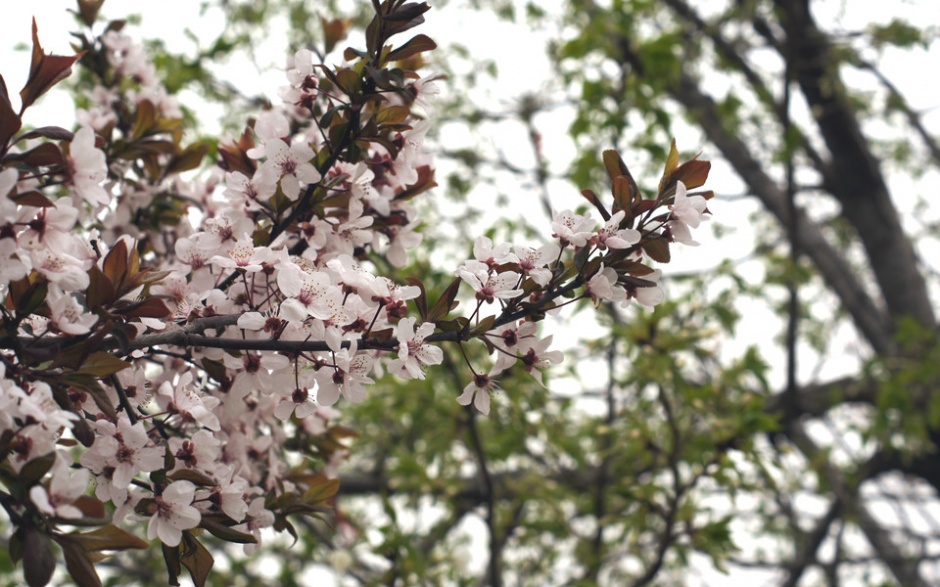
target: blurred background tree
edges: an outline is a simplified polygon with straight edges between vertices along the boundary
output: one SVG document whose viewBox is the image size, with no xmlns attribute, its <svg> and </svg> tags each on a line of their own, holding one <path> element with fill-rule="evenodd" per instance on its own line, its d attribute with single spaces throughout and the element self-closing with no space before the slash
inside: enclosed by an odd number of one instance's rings
<svg viewBox="0 0 940 587">
<path fill-rule="evenodd" d="M 204 2 L 224 30 L 209 39 L 193 24 L 199 50 L 186 55 L 154 42 L 156 62 L 171 90 L 225 104 L 234 132 L 266 98 L 217 65 L 258 63 L 272 34 L 285 52 L 323 51 L 364 25 L 339 4 Z M 220 551 L 211 580 L 940 581 L 938 209 L 925 187 L 940 123 L 936 95 L 915 102 L 884 65 L 899 52 L 935 61 L 940 15 L 905 2 L 893 20 L 844 26 L 861 22 L 861 4 L 454 0 L 430 13 L 441 31 L 474 10 L 536 31 L 551 70 L 537 91 L 501 94 L 502 60 L 534 58 L 534 42 L 498 58 L 452 44 L 428 67 L 449 75 L 436 126 L 450 174 L 430 211 L 441 224 L 407 271 L 422 269 L 429 290 L 452 276 L 431 274 L 428 258 L 465 253 L 493 201 L 483 192 L 509 205 L 497 232 L 533 232 L 542 210 L 577 201 L 575 185 L 605 188 L 605 148 L 635 154 L 634 175 L 652 178 L 671 137 L 702 147 L 713 184 L 727 182 L 715 237 L 667 275 L 670 301 L 655 311 L 607 307 L 596 324 L 570 309 L 573 326 L 555 333 L 563 368 L 545 386 L 506 377 L 487 418 L 453 401 L 470 375 L 456 349 L 446 375 L 387 378 L 341 406 L 355 437 L 333 527 L 298 527 L 295 544 L 248 561 Z M 500 99 L 474 100 L 487 84 Z M 513 133 L 525 156 L 492 138 Z M 112 585 L 162 576 L 161 561 L 110 564 Z"/>
</svg>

|---|

[EXERCISE DESCRIPTION]: Print again, exactly, the lines of the records above from the first line through the line with "output: one SVG". No pictures.

[WRITTEN ANSWER]:
target: blurred background tree
edges: an outline is a simplified polygon with straight edges between vertices along the boundary
output: one SVG document whose viewBox is the image size, with no xmlns attribute, its <svg> and </svg> tags each on a line of their own, holding one <path> element with fill-rule="evenodd" per instance on its own line, its d attribute with single spaces throughout and the element self-closing with no space before the slash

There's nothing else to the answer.